### ОТРЫВОК ДЛЯ ЧТЕНИЯ

Но большинство обвиняемых считали, что с евреями все обстояло совсем не так, поскольку, являясь носителями большевизма, они, евреи, представляли собой угрозу для немецких войск, которые сражались в России. Как заявил Олендорф, «представители этого (еврейского) народа оказались наиболее восприимчивыми к идее большевизма. Таким образом, те, кто несет в себе еврейскую кровь, стали самыми активными представителями большевизма». Однако не было никаких доказательств того, что артерии евреев были специально приспособлены для того, чтобы заражать кровь тельцами большевизма. В Германии и в других странах проживали евреи, которых никто не обвинял в том, что они являются проводниками большевистского мировоззрения; тем не менее их точно так же убивали.
Не существовало и какой бы то ни было идеи исторического возмездия, объяснявшей необходимость истребления евреев. Евреи всегда были верными гражданами Германии, и великое множество их представителей служило в германской армии во всех войнах, в которых участвовала страна. Министр юстиции Израиля П. Розен сам когда-то был офицером в армии кайзера Вильгельма.
Когда обвиняемый штандартенфюрер СС Вернер Брауне занял место свидетеля, он предпринял смелую попытку поддержать теорию о слиянии еврейства и большевизма. Насколько ему это удалось, следует из его показаний. Я спросил его: «Считаете ли вы, что подавляющее большинство евреев поддерживали дело большевиков?» Он ответил, что «убежден в этом».
Тогда я указал ему, что, если большая часть евреев поддерживала большевиков, существовало и незначительное меньшинство, которое их не поддерживало. Разве в этом случае не следовало провести расследование, прежде чем осуществлять массовые казни с тем, чтобы спасти от смерти тех, кто не исповедовал большевизм?
Он заявил, что такое расследование было бы невозможно «как с практической точки зрения, так и чисто технически».
«Если вы считаете, что подавляющее большинство было на стороне большевиков, отсюда неизбежно следует, что лишь незначительное меньшинство не поддерживало большевизм, не так ли?»

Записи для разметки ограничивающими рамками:
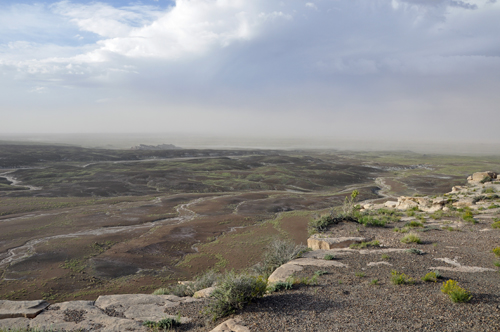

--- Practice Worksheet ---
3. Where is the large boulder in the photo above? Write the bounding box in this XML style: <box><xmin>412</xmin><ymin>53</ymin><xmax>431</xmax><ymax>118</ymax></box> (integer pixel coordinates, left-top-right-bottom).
<box><xmin>307</xmin><ymin>234</ymin><xmax>368</xmax><ymax>250</ymax></box>
<box><xmin>0</xmin><ymin>300</ymin><xmax>49</xmax><ymax>319</ymax></box>
<box><xmin>467</xmin><ymin>171</ymin><xmax>498</xmax><ymax>183</ymax></box>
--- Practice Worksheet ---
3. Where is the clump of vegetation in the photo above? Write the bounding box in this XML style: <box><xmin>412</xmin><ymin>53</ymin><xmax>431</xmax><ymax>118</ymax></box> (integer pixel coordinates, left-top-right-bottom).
<box><xmin>405</xmin><ymin>248</ymin><xmax>424</xmax><ymax>255</ymax></box>
<box><xmin>153</xmin><ymin>270</ymin><xmax>220</xmax><ymax>297</ymax></box>
<box><xmin>253</xmin><ymin>240</ymin><xmax>307</xmax><ymax>278</ymax></box>
<box><xmin>441</xmin><ymin>279</ymin><xmax>472</xmax><ymax>303</ymax></box>
<box><xmin>391</xmin><ymin>270</ymin><xmax>415</xmax><ymax>285</ymax></box>
<box><xmin>393</xmin><ymin>227</ymin><xmax>410</xmax><ymax>233</ymax></box>
<box><xmin>323</xmin><ymin>254</ymin><xmax>335</xmax><ymax>261</ymax></box>
<box><xmin>267</xmin><ymin>281</ymin><xmax>293</xmax><ymax>293</ymax></box>
<box><xmin>480</xmin><ymin>176</ymin><xmax>493</xmax><ymax>184</ymax></box>
<box><xmin>142</xmin><ymin>315</ymin><xmax>181</xmax><ymax>330</ymax></box>
<box><xmin>401</xmin><ymin>233</ymin><xmax>422</xmax><ymax>244</ymax></box>
<box><xmin>349</xmin><ymin>240</ymin><xmax>380</xmax><ymax>249</ymax></box>
<box><xmin>205</xmin><ymin>271</ymin><xmax>267</xmax><ymax>321</ymax></box>
<box><xmin>421</xmin><ymin>271</ymin><xmax>441</xmax><ymax>282</ymax></box>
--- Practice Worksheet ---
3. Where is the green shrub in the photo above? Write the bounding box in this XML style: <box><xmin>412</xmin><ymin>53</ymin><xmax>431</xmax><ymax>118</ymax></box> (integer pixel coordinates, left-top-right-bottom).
<box><xmin>481</xmin><ymin>176</ymin><xmax>493</xmax><ymax>184</ymax></box>
<box><xmin>308</xmin><ymin>215</ymin><xmax>339</xmax><ymax>235</ymax></box>
<box><xmin>401</xmin><ymin>233</ymin><xmax>422</xmax><ymax>244</ymax></box>
<box><xmin>205</xmin><ymin>271</ymin><xmax>267</xmax><ymax>321</ymax></box>
<box><xmin>349</xmin><ymin>240</ymin><xmax>380</xmax><ymax>249</ymax></box>
<box><xmin>142</xmin><ymin>315</ymin><xmax>181</xmax><ymax>330</ymax></box>
<box><xmin>391</xmin><ymin>270</ymin><xmax>415</xmax><ymax>285</ymax></box>
<box><xmin>323</xmin><ymin>254</ymin><xmax>335</xmax><ymax>261</ymax></box>
<box><xmin>441</xmin><ymin>279</ymin><xmax>472</xmax><ymax>303</ymax></box>
<box><xmin>267</xmin><ymin>281</ymin><xmax>293</xmax><ymax>293</ymax></box>
<box><xmin>253</xmin><ymin>240</ymin><xmax>307</xmax><ymax>277</ymax></box>
<box><xmin>314</xmin><ymin>270</ymin><xmax>328</xmax><ymax>277</ymax></box>
<box><xmin>403</xmin><ymin>220</ymin><xmax>424</xmax><ymax>228</ymax></box>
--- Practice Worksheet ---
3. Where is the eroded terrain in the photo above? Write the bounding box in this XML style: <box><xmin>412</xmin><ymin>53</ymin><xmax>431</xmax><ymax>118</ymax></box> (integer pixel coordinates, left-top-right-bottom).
<box><xmin>0</xmin><ymin>146</ymin><xmax>498</xmax><ymax>302</ymax></box>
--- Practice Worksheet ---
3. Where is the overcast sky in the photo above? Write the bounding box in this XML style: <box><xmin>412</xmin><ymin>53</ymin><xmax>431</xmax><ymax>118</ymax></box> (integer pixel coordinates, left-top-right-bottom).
<box><xmin>0</xmin><ymin>0</ymin><xmax>500</xmax><ymax>143</ymax></box>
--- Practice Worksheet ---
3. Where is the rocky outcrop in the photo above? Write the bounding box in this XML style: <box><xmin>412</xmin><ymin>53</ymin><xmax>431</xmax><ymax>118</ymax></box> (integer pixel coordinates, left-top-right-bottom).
<box><xmin>467</xmin><ymin>171</ymin><xmax>498</xmax><ymax>184</ymax></box>
<box><xmin>210</xmin><ymin>318</ymin><xmax>250</xmax><ymax>332</ymax></box>
<box><xmin>307</xmin><ymin>234</ymin><xmax>368</xmax><ymax>250</ymax></box>
<box><xmin>0</xmin><ymin>300</ymin><xmax>49</xmax><ymax>319</ymax></box>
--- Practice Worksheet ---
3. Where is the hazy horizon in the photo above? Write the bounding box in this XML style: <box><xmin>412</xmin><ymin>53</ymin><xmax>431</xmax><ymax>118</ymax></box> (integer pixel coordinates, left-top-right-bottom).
<box><xmin>0</xmin><ymin>0</ymin><xmax>500</xmax><ymax>145</ymax></box>
<box><xmin>0</xmin><ymin>133</ymin><xmax>500</xmax><ymax>156</ymax></box>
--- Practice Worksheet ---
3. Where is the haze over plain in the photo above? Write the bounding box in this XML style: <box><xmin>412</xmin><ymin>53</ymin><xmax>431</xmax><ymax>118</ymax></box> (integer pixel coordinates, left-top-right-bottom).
<box><xmin>0</xmin><ymin>0</ymin><xmax>500</xmax><ymax>148</ymax></box>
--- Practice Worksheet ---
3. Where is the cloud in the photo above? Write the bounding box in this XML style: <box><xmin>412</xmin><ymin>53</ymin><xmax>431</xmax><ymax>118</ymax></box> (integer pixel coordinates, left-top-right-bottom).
<box><xmin>0</xmin><ymin>0</ymin><xmax>500</xmax><ymax>142</ymax></box>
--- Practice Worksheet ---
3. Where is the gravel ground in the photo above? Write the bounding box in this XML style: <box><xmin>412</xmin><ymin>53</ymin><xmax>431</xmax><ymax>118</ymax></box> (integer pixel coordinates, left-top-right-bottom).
<box><xmin>162</xmin><ymin>218</ymin><xmax>500</xmax><ymax>332</ymax></box>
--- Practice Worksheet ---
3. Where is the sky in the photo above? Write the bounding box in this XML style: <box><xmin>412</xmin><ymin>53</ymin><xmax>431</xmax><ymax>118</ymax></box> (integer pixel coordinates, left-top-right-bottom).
<box><xmin>0</xmin><ymin>0</ymin><xmax>500</xmax><ymax>144</ymax></box>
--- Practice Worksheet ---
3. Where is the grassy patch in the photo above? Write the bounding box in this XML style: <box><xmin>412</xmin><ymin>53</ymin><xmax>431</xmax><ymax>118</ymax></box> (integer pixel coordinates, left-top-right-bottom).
<box><xmin>401</xmin><ymin>233</ymin><xmax>422</xmax><ymax>244</ymax></box>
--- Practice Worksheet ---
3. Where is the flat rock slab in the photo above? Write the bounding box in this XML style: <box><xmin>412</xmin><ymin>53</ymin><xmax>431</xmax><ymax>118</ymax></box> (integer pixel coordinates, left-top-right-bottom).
<box><xmin>29</xmin><ymin>301</ymin><xmax>148</xmax><ymax>332</ymax></box>
<box><xmin>210</xmin><ymin>318</ymin><xmax>250</xmax><ymax>332</ymax></box>
<box><xmin>0</xmin><ymin>317</ymin><xmax>30</xmax><ymax>331</ymax></box>
<box><xmin>307</xmin><ymin>234</ymin><xmax>368</xmax><ymax>250</ymax></box>
<box><xmin>301</xmin><ymin>248</ymin><xmax>357</xmax><ymax>259</ymax></box>
<box><xmin>0</xmin><ymin>300</ymin><xmax>49</xmax><ymax>319</ymax></box>
<box><xmin>267</xmin><ymin>263</ymin><xmax>304</xmax><ymax>284</ymax></box>
<box><xmin>95</xmin><ymin>294</ymin><xmax>197</xmax><ymax>323</ymax></box>
<box><xmin>287</xmin><ymin>258</ymin><xmax>347</xmax><ymax>267</ymax></box>
<box><xmin>429</xmin><ymin>258</ymin><xmax>497</xmax><ymax>273</ymax></box>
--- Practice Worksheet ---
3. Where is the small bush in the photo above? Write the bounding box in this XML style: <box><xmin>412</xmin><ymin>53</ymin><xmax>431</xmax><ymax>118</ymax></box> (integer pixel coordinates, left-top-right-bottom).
<box><xmin>314</xmin><ymin>270</ymin><xmax>328</xmax><ymax>277</ymax></box>
<box><xmin>142</xmin><ymin>316</ymin><xmax>181</xmax><ymax>330</ymax></box>
<box><xmin>480</xmin><ymin>176</ymin><xmax>493</xmax><ymax>184</ymax></box>
<box><xmin>253</xmin><ymin>240</ymin><xmax>307</xmax><ymax>277</ymax></box>
<box><xmin>267</xmin><ymin>281</ymin><xmax>293</xmax><ymax>293</ymax></box>
<box><xmin>323</xmin><ymin>254</ymin><xmax>335</xmax><ymax>261</ymax></box>
<box><xmin>401</xmin><ymin>233</ymin><xmax>422</xmax><ymax>244</ymax></box>
<box><xmin>403</xmin><ymin>220</ymin><xmax>424</xmax><ymax>228</ymax></box>
<box><xmin>349</xmin><ymin>240</ymin><xmax>380</xmax><ymax>249</ymax></box>
<box><xmin>441</xmin><ymin>279</ymin><xmax>472</xmax><ymax>303</ymax></box>
<box><xmin>422</xmin><ymin>272</ymin><xmax>438</xmax><ymax>282</ymax></box>
<box><xmin>391</xmin><ymin>270</ymin><xmax>415</xmax><ymax>285</ymax></box>
<box><xmin>205</xmin><ymin>271</ymin><xmax>267</xmax><ymax>321</ymax></box>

### ВАШЕ ЗАДАНИЕ
Пожалуйста, извлеките из отрывка о доводах обвиняемых про евреев и большевизм фрагмент, начиная со слов «Когда обвиняемый штандартенфюрер» и заканчивая словами «не исповедовал большевизм?».

### ПОЛНЫЙ ОТВЕТ
Когда обвиняемый штандартенфюрер СС Вернер Брауне занял место свидетеля, он предпринял смелую попытку поддержать теорию о слиянии еврейства и большевизма. Насколько ему это удалось, следует из его показаний. Я спросил его: «Считаете ли вы, что подавляющее большинство евреев поддерживали дело большевиков?» Он ответил, что «убежден в этом».
Тогда я указал ему, что, если большая часть евреев поддерживала большевиков, существовало и незначительное меньшинство, которое их не поддерживало. Разве в этом случае не следовало провести расследование, прежде чем осуществлять массовые казни с тем, чтобы спасти от смерти тех, кто не исповедовал большевизм?